**Brief**
Your task is to filter the data below down to the lines holding "matching".

**Records to process**
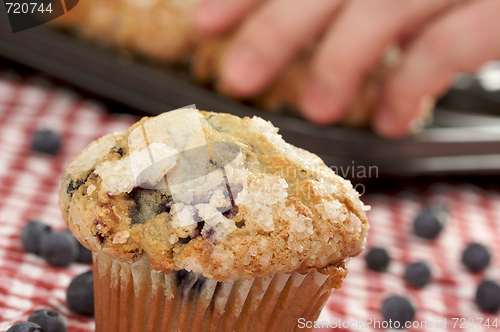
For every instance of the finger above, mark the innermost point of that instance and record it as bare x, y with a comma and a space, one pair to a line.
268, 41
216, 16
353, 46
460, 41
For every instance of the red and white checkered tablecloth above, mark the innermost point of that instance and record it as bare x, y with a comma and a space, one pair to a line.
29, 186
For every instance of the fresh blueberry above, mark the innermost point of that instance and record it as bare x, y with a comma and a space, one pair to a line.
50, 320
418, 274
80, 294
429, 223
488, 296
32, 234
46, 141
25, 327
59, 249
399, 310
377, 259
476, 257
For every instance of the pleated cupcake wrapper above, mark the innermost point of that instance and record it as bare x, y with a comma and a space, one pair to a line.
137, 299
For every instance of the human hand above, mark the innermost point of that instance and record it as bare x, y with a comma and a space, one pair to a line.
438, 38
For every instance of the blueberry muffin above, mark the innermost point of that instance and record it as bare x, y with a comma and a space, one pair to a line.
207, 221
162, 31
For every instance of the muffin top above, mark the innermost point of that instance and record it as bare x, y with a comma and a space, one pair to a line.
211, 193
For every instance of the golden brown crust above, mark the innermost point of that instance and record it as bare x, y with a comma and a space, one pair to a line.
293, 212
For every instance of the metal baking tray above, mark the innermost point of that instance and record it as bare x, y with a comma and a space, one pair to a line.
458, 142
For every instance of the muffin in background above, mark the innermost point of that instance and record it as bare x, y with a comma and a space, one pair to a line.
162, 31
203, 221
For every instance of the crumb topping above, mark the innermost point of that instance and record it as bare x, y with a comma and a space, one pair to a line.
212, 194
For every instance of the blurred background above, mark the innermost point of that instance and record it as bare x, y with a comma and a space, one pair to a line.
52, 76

...

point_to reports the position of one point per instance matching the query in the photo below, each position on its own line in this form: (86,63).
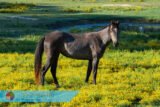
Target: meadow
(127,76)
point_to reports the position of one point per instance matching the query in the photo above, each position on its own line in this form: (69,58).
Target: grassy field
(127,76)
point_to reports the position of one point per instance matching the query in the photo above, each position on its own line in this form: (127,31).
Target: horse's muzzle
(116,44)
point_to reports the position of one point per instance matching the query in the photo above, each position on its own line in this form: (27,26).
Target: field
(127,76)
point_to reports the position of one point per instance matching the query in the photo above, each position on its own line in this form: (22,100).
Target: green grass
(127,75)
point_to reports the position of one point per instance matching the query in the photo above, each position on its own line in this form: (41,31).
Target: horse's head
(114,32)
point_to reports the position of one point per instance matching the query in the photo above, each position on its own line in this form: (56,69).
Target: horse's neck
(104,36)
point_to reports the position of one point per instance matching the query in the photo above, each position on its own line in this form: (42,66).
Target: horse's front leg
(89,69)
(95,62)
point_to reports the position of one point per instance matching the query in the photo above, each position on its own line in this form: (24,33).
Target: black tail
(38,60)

* * *

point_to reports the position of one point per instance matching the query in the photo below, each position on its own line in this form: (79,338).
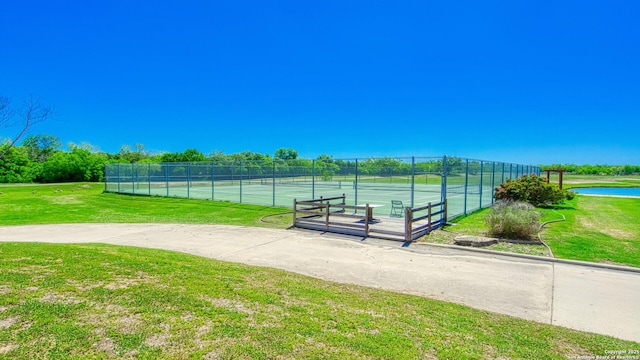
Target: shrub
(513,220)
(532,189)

**Result**
point_to reports the position of one point per instance matching the query in the photo below, each position on its own line in this form: (86,63).
point_to reports the position of one point per instance matching the query in the photo above, each position on its own line in this form: (69,58).
point_to reports the position of one point per instance matching the query in the photo above, each position on its own line in this form: (127,31).
point_to reports the position of one point per instance matching the query in the photo above, each position on its own line in this form: (27,26).
point_to reports the position of one point per instance matching the query in the photo above, each position on its own line in this form: (22,100).
point_to reports the position of one point per instance matching the query in the photo above, each position on its own line in this form: (41,31).
point_to reports the position of one point per instance matching the query in the photo above, each position on its own line in this form: (56,69).
point_to reports the position of one point per instance matching the query in the photo above, each position on its own line in this form: (42,66).
point_to reports the position of one point per instance matching the query in the photo above, each position on its own line in this form: (24,33).
point_to reports the position of one point per instance matching the query in the photo below, each position on its own line in this form: (79,338).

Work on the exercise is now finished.